• [Page excerpt]:
===============
For example, the Freeing the Source: The Story of Mozilla chapter of O'Reilly's Open Sources book is credited as ``by Jim Hamerly and Tom Paquin with Susan Walton.'' In fact, that document was written entirely by Susan Walton (and I think she did a good job of it.) She based it on extensive interviews with Hammerly, Paquin, and myself. I pissed off a lot of people (at Netscape and O'Reilly) by refusing to allow them to list me as an author, because, quite simply, I hadn't written a word of it, and I didn't want to take credit for something I didn't write.
``This is how the publishing industry works,'' they told me. ``Everyone knows what `with' really means.'' Well, I hadn't known that, and I found it to be deceptive, so I wouldn't play along. I thought it should have been credited as ``by Susan Walton based on interviews with
...'' or ``...as told to...'' or something, but they hated those.Anyway, about the Red Hat book...
I thought the history of Red Hat was interesting. But I'll comment on the parts I have direct knowlege of:
The inside-Netscape history is fairly accurate, including the deliberations about the licenses, but as far as I can tell most of it is lifted directly from Frank Hecker's writings on the subject. If you're interested in this part, you should read Hecker's papers, because they are a much better explanation in their pre-condensed form.
===============
• [Tasks to perform]:
**1)** Answer these questions using the excerpt on book authorship credits:
(a) In which book does the "Freeing the Source: The Story of Mozilla" chapter appear?
(b) What did the people who argued with the writer say everyone knows?
(c) Whose writings does most of the inside-Netscape history seem to be lifted from?
**2)** Reproduce, word for word, the stretch of the page excerpt from "I thought the" through "their pre-condensed form.".

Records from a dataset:
===============
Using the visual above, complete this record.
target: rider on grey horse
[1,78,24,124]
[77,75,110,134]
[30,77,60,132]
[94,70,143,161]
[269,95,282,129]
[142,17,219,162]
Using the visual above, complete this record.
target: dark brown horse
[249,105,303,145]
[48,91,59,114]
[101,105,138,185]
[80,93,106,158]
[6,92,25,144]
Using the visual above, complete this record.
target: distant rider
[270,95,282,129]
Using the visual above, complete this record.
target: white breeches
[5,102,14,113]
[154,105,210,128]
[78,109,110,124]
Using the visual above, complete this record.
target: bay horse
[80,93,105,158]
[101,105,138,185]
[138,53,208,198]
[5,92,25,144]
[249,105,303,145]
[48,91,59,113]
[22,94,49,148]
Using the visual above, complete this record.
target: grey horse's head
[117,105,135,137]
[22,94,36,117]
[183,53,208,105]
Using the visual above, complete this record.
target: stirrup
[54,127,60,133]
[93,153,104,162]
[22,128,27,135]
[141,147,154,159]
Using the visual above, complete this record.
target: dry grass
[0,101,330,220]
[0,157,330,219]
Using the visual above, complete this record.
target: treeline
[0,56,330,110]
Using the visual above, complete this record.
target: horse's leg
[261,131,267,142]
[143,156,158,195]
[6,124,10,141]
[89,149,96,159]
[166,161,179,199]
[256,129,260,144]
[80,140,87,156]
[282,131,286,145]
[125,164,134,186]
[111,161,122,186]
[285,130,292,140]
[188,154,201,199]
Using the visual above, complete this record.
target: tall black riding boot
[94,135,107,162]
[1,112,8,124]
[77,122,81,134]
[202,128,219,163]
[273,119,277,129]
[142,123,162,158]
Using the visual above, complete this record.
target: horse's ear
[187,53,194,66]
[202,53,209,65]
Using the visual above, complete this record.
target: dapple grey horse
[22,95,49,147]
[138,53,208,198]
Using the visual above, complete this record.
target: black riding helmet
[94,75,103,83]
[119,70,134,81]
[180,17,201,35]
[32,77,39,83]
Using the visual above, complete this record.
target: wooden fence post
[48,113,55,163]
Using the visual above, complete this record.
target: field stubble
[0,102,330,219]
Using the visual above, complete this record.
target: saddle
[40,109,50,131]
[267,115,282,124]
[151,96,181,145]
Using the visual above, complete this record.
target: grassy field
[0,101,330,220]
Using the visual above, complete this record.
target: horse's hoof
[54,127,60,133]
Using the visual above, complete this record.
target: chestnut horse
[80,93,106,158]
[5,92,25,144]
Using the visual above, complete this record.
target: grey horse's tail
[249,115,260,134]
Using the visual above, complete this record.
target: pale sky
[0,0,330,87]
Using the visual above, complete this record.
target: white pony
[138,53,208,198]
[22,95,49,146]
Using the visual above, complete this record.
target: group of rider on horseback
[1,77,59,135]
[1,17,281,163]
===============
• [Written answers]:
**1)**
(a) O'Reilly's Open Sources book
(b) What "with" really means
(c) Frank Hecker's

**2)**
I thought the history of Red Hat was interesting. But I'll comment on the parts I have direct knowlege of:
The inside-Netscape history is fairly accurate, including the deliberations about the licenses, but as far as I can tell most of it is lifted directly from Frank Hecker's writings on the subject. If you're interested in this part, you should read Hecker's papers, because they are a much better explanation in their pre-condensed form.